Study text:

+===+

Any certificate signed by any officer of the Company or any of its subsidiaries and delivered to the Placement Agents or to counsel for the Placement Agents shall be deemed a representation and warranty by the Company to the Placement Agents as to the matters covered thereby.

 

The Company acknowledges that the Placement Agents and, for purposes of the opinions to be delivered pursuant to Section 7 hereof, counsel to the Company and counsel to the Placement Agents, will rely upon the accuracy and truthfulness of the foregoing representations and hereby consents to such reliance.

 

13


 

Section 3.    Purchase, Sale and Delivery of the Offered Shares .

 

 (a) The Offered Shares . The Company agrees to issue and sell to the Purchasers the Offered Shares upon the terms set forth in the Subscription Agreements. The purchase price per Offered Share to be paid by the Purchasers to the Company shall be $2.15 per share.

 

(b) The Closing Date . Delivery of certificates for the Offered Shares to be purchased by the Purchasers and payment therefor shall be made at the offices of the Representative, 520 Madison Avenue, New York, New York  (or such other place as may be agreed to by the Company and the Placement Agent) at 9:00 a.m. New York time, on April 5, 2007 (the time and date of such closing are called the “ Closing Date ”). The Company hereby acknowledges that circumstances under which the Representative may provide notice to postpone the Closing Date as originally scheduled include, but are in no way limited to, any determination by the Company or the Placement Agents to recirculate to the public copies of an amended or supplemented Prospectus.

+===+

Records:

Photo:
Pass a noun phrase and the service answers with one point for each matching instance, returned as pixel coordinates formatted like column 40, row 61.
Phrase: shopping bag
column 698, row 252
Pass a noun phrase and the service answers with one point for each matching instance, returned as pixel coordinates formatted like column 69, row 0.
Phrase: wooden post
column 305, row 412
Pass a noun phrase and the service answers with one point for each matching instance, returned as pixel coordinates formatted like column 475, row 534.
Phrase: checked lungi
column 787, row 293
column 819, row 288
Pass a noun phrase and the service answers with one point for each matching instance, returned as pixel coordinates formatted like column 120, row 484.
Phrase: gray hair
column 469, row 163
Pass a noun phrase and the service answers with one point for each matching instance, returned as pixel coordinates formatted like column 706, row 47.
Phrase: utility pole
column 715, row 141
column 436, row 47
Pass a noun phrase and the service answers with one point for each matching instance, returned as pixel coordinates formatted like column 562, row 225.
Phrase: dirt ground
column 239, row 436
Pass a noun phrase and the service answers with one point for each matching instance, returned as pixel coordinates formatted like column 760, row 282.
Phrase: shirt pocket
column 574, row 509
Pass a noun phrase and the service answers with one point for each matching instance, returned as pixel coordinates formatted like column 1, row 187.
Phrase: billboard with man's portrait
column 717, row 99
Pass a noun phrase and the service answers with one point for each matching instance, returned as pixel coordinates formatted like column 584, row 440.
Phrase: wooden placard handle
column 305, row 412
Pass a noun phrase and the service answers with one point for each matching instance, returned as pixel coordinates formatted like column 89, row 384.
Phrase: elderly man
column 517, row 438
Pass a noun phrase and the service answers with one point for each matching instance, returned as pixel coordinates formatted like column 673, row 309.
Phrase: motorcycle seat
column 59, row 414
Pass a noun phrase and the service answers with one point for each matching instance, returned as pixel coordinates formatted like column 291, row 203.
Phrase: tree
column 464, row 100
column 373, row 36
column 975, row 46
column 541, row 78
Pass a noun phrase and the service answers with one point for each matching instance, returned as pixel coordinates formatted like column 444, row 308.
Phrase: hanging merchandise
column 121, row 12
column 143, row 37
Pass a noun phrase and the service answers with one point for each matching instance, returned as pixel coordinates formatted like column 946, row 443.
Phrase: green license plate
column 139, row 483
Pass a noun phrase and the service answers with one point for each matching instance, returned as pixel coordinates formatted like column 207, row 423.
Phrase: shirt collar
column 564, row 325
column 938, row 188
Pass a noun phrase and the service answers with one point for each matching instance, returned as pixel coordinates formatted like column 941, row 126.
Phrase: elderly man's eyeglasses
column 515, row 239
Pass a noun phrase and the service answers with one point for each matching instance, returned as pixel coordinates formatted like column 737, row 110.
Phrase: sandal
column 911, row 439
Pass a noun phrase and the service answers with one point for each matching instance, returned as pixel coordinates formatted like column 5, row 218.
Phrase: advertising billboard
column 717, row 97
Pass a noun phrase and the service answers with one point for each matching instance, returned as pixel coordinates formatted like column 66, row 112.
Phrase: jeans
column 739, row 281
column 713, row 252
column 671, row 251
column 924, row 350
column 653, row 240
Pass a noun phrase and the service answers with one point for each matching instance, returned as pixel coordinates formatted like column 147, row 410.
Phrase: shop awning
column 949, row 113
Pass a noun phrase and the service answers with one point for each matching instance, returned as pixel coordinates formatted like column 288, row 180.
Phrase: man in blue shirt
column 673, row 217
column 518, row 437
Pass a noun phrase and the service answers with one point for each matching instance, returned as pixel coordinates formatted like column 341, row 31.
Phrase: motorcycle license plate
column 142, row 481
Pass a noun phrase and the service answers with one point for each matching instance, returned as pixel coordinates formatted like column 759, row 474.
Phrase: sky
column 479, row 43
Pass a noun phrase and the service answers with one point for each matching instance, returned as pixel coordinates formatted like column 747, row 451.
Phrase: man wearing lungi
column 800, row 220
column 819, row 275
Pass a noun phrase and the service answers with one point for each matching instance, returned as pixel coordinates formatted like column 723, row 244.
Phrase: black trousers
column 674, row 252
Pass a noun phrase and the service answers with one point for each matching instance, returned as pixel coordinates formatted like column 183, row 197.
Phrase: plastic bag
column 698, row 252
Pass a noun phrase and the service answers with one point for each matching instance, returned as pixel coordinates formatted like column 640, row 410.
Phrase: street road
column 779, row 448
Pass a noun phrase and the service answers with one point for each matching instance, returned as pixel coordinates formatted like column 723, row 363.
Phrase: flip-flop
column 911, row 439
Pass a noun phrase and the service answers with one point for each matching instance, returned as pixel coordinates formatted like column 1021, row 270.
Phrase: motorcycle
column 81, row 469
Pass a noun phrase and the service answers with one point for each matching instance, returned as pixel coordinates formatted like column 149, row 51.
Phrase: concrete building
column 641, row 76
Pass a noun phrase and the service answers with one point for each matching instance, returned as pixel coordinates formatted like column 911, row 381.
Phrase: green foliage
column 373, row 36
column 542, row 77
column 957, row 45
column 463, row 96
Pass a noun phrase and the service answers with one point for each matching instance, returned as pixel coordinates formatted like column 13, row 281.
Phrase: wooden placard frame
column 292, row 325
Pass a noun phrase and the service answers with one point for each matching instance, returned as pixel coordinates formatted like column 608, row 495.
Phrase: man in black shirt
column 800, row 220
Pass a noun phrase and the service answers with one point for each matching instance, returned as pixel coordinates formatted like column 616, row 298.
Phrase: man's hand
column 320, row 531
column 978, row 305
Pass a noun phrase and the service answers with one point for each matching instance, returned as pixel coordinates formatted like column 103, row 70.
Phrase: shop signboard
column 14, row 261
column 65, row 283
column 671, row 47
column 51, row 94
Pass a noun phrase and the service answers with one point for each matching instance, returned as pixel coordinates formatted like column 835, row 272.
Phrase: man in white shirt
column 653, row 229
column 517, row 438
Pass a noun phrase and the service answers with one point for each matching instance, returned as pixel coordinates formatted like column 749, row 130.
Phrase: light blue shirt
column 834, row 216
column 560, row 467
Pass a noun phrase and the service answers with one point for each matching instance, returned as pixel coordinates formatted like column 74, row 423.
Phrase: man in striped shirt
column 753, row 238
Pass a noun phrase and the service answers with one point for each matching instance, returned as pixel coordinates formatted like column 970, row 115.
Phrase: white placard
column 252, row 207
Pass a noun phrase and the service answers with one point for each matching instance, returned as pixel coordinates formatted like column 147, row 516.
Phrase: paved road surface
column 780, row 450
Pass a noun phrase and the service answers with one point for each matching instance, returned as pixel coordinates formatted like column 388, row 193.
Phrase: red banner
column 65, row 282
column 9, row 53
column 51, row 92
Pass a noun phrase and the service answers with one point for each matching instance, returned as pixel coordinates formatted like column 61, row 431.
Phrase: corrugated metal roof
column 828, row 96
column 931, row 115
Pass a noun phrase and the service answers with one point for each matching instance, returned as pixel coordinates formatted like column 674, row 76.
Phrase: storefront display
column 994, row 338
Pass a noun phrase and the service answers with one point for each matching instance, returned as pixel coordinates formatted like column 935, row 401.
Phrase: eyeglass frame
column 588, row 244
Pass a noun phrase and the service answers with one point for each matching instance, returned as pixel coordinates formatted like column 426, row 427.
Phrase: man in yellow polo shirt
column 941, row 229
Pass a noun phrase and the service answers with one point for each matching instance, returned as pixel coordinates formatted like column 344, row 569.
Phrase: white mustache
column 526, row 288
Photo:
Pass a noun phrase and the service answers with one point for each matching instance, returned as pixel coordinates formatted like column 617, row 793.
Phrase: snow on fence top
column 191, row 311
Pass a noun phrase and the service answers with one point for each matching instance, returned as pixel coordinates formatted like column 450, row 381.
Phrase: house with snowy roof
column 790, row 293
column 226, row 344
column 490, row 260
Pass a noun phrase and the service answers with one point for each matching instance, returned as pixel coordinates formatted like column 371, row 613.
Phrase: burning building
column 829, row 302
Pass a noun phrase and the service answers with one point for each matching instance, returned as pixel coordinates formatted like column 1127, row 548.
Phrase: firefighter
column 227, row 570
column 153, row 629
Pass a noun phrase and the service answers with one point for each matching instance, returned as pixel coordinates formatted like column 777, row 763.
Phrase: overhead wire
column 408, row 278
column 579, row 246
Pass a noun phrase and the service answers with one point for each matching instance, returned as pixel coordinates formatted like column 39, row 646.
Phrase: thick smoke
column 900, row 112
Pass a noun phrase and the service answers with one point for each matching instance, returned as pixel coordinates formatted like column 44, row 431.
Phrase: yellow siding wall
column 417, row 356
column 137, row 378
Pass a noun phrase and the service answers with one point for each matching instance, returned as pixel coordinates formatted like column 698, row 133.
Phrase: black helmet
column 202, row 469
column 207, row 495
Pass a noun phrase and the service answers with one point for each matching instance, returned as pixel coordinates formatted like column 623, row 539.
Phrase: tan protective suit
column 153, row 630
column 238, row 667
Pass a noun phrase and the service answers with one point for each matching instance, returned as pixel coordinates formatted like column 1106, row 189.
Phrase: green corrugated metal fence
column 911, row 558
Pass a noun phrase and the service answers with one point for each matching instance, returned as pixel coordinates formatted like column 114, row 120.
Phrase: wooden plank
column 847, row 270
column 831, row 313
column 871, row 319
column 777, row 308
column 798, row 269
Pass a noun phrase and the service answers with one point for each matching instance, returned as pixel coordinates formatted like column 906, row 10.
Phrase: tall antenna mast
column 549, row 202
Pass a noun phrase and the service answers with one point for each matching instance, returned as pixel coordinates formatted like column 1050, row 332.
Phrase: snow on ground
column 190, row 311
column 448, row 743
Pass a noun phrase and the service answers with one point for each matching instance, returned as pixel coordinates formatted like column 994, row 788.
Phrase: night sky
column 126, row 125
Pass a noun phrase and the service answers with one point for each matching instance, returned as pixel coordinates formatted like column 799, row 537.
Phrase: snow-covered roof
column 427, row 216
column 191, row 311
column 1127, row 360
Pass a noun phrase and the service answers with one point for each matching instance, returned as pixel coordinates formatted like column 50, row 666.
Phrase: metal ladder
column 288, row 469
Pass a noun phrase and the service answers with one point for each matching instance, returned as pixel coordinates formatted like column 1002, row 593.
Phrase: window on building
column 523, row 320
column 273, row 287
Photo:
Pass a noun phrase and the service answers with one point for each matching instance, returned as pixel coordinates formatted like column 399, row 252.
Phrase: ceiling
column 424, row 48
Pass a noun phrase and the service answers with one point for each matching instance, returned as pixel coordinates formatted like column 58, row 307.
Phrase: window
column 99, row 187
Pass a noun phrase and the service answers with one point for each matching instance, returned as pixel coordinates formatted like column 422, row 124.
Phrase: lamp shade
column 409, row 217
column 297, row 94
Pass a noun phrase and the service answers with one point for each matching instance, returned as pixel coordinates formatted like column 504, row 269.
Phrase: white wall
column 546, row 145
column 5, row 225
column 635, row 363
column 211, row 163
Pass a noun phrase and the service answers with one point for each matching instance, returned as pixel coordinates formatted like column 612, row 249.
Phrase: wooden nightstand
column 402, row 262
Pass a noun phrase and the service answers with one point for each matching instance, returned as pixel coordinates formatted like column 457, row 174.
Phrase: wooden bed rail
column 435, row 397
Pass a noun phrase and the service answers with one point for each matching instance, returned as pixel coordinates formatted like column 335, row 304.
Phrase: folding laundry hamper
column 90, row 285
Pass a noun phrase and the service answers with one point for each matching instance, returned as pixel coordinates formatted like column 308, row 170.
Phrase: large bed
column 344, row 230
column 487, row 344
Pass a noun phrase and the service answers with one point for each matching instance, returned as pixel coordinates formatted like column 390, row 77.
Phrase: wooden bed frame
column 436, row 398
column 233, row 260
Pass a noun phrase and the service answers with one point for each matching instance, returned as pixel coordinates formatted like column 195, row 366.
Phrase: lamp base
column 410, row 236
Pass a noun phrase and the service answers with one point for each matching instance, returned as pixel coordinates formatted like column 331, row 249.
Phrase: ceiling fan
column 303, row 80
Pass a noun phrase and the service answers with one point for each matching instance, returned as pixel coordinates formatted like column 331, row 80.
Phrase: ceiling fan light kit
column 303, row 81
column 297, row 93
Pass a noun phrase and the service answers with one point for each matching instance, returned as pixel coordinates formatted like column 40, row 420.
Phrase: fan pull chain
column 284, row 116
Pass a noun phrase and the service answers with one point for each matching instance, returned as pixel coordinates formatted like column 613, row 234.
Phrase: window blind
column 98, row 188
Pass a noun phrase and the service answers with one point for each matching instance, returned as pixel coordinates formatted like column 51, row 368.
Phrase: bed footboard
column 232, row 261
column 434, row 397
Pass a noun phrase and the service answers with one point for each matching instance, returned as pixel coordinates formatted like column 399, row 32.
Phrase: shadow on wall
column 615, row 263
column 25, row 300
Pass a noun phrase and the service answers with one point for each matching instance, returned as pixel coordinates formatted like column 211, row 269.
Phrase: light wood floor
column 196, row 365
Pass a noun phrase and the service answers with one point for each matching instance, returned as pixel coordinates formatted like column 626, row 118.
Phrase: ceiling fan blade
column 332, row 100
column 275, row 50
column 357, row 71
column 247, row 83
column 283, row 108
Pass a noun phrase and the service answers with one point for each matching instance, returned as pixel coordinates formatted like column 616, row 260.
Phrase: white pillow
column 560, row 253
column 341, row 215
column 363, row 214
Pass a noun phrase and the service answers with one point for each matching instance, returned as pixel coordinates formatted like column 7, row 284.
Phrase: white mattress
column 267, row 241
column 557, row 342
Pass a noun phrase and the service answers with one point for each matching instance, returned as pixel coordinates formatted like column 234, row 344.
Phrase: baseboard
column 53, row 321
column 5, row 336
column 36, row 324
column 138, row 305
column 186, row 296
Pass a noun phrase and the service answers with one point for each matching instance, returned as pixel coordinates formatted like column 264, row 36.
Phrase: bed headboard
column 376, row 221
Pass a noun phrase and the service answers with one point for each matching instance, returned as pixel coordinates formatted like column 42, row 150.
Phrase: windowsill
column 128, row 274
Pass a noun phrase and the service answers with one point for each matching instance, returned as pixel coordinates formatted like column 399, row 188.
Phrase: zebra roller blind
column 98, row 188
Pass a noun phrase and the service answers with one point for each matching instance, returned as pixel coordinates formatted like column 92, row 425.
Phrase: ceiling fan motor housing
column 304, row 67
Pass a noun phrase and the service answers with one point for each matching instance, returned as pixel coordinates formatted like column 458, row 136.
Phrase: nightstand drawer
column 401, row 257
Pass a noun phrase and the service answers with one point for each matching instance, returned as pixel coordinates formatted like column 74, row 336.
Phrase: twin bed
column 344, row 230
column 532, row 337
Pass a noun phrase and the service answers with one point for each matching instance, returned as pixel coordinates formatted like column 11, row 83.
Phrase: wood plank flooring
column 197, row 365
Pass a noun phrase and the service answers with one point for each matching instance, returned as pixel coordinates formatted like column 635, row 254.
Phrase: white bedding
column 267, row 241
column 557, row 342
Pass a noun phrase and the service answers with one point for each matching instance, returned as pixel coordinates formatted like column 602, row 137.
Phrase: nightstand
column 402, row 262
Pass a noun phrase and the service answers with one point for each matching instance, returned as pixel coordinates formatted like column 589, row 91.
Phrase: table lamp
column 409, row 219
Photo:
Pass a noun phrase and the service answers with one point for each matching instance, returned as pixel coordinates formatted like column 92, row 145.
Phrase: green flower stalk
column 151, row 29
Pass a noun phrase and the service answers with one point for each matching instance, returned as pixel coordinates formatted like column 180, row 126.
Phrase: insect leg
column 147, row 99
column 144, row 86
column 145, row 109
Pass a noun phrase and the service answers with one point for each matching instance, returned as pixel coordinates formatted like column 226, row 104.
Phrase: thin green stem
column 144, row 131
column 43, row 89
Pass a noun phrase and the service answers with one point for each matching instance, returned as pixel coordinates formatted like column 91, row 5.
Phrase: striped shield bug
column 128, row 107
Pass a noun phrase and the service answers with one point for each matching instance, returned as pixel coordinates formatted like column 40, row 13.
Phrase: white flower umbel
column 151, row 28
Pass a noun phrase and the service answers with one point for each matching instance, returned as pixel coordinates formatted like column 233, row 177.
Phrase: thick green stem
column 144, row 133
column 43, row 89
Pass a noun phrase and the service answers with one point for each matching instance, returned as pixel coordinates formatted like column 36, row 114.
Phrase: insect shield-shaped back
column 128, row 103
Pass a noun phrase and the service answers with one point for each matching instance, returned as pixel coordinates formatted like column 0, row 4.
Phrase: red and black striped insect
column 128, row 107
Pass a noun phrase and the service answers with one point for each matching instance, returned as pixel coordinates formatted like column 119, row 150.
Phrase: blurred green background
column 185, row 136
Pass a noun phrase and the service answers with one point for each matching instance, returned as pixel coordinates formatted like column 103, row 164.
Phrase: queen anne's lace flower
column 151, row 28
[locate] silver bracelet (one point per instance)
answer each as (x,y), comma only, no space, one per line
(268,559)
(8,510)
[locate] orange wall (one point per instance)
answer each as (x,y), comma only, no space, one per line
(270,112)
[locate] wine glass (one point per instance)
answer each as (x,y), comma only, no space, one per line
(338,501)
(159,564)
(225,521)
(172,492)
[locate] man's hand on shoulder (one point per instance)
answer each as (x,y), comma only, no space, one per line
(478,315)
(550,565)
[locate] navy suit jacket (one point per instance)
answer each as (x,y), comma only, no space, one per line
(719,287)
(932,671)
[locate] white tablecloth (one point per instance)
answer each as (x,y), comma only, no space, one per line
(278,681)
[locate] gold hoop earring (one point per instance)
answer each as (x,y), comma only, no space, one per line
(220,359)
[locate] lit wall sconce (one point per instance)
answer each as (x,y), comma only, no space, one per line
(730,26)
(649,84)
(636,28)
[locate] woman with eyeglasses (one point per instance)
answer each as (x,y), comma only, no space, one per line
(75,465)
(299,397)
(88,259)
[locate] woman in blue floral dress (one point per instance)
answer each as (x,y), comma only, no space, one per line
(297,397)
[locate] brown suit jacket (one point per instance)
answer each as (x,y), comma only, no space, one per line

+===+

Study questions:
• a. In the placement agreement passage, what purchase price per Offered Share will the Purchasers pay the Company?
• b. Please return the placement agreement passage between "(a) The Offered" and "be $2.15 per share.", inclusive.
• c. Continue the placement agreement passage from its last sentence.
The material has nothing to do with the placement agreement passage.

Answers given:
• a. $2.15 per share.

• b.
(a) The Offered Shares . The Company agrees to issue and sell to the Purchasers the Offered Shares upon the terms set forth in the Subscription Agreements. The purchase price per Offered Share to be paid by the Purchasers to the Company shall be $2.15 per share.

• c.
 

(c) Payment for the Offered Shares. Payment for the Offered Shares shall be made at the Closing Date by wire transfer of immediately available funds to the order of the Company. 

 

  (d) Delivery of the Offered Shares . The Company shall deliver, or cause to be delivered, to the Purchasers certificates for the Offered Shares at the Closing Date, against the irrevocable release of a wire transfer of immediately available funds for the amount of the purchase price therefor. The certificates for the Offered Shares shall be in definitive form and registered in such names and denominations as the Purchsers shall have requested at least two full business days prior to the Closing Date and shall be made available for inspection on the business day preceding the Closing Date at a location in New York City as the Representative may designate. Time shall be of the essence, and delivery at the time and place specified in this Agreement is a further condition to the obligations of the Purchasers.

 

Section 4.    Additional Covenants.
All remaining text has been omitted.